[[ PROVIDED INFORMATION open ]]
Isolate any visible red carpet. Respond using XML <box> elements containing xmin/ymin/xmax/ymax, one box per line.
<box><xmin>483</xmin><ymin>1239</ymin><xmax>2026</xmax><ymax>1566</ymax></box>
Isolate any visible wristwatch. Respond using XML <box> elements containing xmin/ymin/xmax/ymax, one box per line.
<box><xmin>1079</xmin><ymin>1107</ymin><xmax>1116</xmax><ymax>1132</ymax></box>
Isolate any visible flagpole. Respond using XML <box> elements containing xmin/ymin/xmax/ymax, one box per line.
[[ PROVIDED INFORMATION closed ]]
§ TASK STATEMENT:
Every line from the one holding "Isolate any visible wristwatch." through the last line of the listing above should be set down exactly, and nothing more.

§ EXERCISE SOLUTION:
Isolate any visible wristwatch. Respond using XML <box> elements containing xmin/ymin/xmax/ymax, one box per line.
<box><xmin>1079</xmin><ymin>1107</ymin><xmax>1116</xmax><ymax>1132</ymax></box>
Isolate any visible flagpole. Respond using XML <box> elements containing xmin/ymin/xmax/ymax, one box per line.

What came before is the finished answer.